(Lines of data)
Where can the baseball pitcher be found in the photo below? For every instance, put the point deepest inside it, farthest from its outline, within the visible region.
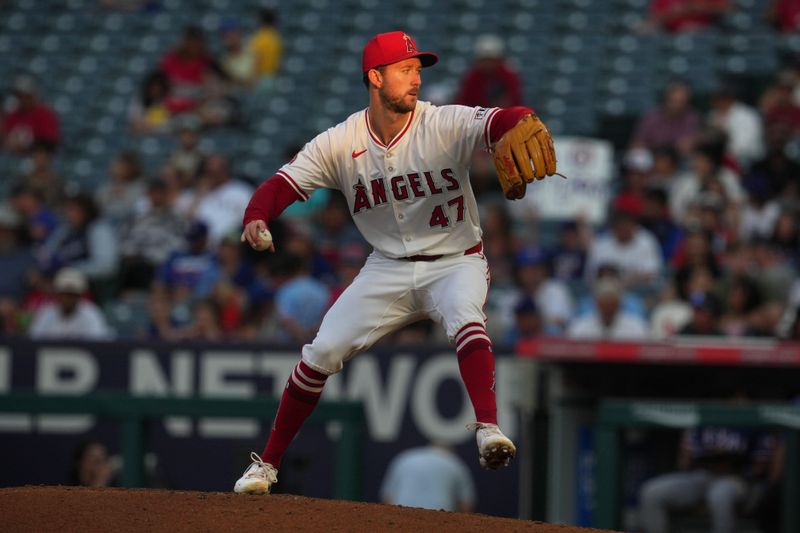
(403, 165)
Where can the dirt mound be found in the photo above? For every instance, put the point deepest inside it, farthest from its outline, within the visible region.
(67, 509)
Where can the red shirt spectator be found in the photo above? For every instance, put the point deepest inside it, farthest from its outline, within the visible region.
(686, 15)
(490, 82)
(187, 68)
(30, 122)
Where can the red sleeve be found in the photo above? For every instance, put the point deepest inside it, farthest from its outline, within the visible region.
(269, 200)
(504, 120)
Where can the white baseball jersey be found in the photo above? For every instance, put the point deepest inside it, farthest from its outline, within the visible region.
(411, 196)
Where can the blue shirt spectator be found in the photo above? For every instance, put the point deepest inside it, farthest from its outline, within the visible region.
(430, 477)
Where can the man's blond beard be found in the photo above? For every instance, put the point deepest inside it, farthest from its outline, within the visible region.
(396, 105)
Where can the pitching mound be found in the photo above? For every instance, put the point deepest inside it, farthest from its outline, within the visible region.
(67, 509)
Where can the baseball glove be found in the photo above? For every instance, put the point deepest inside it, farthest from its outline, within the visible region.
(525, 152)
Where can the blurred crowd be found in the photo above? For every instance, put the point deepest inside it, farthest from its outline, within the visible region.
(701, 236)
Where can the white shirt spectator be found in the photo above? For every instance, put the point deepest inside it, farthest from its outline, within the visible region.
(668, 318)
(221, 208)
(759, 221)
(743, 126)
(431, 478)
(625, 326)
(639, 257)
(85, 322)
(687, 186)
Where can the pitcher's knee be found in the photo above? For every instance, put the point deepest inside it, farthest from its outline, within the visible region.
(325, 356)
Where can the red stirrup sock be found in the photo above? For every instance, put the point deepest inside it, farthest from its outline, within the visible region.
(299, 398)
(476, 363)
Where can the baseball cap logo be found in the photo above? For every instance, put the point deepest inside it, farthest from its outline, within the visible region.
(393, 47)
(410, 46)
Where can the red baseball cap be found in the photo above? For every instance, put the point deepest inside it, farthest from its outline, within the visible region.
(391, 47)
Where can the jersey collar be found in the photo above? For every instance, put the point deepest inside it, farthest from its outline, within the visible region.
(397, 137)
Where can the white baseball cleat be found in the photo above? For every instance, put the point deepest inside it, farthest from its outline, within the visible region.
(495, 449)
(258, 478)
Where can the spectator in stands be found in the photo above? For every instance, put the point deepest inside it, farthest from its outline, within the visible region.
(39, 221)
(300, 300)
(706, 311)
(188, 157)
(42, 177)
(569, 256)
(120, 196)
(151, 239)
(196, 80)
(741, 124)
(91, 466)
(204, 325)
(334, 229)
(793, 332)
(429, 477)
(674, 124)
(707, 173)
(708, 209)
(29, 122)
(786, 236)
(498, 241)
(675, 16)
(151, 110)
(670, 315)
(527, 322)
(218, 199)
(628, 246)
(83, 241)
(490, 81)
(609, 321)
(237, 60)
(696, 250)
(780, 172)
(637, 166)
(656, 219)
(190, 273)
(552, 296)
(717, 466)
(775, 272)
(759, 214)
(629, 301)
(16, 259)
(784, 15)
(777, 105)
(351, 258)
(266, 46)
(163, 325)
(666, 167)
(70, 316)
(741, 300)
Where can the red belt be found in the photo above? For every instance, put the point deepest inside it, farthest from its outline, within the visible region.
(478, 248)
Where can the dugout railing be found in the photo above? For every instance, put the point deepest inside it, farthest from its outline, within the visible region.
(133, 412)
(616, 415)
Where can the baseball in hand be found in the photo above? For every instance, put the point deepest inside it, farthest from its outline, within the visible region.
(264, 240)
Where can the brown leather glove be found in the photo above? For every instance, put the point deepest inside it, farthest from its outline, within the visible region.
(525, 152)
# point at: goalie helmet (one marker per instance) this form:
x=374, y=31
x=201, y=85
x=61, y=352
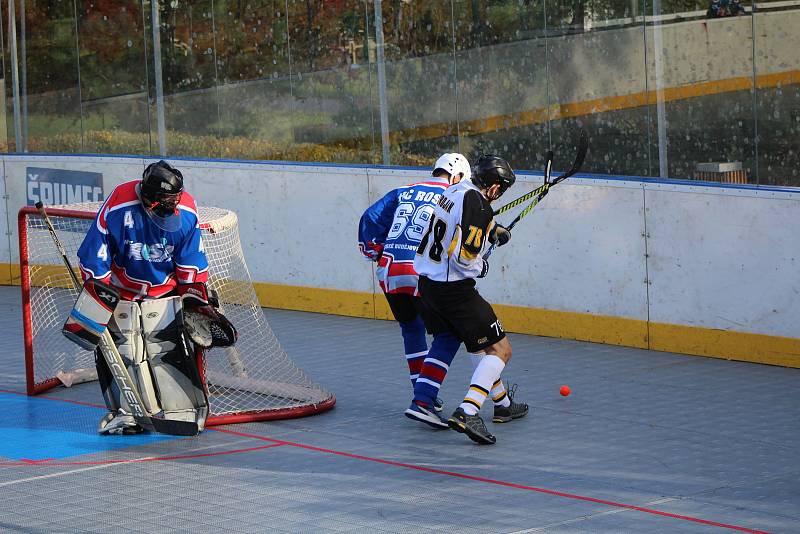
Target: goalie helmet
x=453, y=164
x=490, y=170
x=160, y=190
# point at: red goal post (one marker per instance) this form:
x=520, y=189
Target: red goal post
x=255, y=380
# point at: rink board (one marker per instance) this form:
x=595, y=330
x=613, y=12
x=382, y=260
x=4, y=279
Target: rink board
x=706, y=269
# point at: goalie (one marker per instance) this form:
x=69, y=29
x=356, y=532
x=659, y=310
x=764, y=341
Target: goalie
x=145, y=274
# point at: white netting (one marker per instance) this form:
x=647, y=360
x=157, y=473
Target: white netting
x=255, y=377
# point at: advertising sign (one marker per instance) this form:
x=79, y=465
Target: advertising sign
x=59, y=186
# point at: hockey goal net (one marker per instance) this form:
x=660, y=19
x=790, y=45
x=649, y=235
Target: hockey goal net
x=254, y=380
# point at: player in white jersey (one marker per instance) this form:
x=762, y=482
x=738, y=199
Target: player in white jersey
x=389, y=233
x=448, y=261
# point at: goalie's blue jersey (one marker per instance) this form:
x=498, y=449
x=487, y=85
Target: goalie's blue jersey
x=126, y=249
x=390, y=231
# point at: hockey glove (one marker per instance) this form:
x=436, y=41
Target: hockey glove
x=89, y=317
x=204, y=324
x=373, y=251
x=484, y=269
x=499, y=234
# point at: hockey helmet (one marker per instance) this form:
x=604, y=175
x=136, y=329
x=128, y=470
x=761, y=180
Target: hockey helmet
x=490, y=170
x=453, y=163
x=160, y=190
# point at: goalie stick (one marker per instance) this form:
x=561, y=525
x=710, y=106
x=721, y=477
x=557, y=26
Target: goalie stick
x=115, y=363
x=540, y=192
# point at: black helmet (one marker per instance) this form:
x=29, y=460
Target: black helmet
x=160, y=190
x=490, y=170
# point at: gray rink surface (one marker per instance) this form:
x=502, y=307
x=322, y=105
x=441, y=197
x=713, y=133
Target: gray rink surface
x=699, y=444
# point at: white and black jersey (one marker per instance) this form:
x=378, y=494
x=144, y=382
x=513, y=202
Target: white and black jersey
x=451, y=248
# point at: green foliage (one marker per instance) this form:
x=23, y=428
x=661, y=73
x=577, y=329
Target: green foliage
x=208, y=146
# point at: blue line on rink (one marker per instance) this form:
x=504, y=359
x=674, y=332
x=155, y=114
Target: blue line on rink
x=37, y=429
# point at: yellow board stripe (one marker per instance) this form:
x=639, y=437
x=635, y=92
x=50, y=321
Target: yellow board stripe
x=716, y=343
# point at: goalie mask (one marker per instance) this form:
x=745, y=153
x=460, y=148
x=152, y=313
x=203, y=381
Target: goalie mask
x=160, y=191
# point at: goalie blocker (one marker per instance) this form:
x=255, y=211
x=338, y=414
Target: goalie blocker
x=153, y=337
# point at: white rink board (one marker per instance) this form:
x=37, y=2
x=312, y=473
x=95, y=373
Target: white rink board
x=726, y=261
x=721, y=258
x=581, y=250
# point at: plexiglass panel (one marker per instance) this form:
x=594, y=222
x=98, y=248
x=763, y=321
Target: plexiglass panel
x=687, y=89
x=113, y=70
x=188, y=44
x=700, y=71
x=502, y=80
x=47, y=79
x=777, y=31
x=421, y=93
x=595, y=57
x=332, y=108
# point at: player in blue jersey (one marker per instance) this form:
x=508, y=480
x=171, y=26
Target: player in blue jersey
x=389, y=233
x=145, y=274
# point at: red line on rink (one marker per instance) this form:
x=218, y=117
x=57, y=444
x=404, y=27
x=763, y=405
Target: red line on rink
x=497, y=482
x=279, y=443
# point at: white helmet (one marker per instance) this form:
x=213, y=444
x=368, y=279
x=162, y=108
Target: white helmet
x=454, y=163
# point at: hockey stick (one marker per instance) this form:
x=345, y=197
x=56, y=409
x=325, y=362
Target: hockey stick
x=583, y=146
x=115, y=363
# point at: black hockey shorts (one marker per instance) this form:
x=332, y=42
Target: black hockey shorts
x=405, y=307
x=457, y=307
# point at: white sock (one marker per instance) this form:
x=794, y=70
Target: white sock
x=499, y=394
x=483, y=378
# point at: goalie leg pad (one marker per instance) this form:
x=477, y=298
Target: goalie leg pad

* What needs to be done:
Reproduce only the lines running from the one that contains "# point at: player in blue" to the last line of the records.

* Result:
# point at: player in blue jersey (one marker per instance) this form:
x=508, y=480
x=171, y=26
Target: player in blue jersey
x=389, y=233
x=145, y=274
# point at: red line on rink (one marker per instance) this form:
x=218, y=117
x=57, y=444
x=404, y=27
x=763, y=405
Target: red line on rink
x=497, y=482
x=279, y=443
# point at: white helmet (one marker per instance) this form:
x=213, y=444
x=368, y=279
x=162, y=108
Target: white helmet
x=454, y=163
# point at: hockey stick (one marker per instance) this form:
x=345, y=197
x=56, y=409
x=325, y=362
Target: hockey stick
x=583, y=146
x=115, y=363
# point at: black hockey shorts (one marker per instance) this form:
x=332, y=42
Target: black hockey shorts
x=405, y=307
x=457, y=307
# point at: white sock (one marker per instance) this form:
x=794, y=70
Target: white sock
x=499, y=394
x=483, y=378
# point at: goalie leg pad (one marker per instance) this form:
x=477, y=298
Target: goalie leg pad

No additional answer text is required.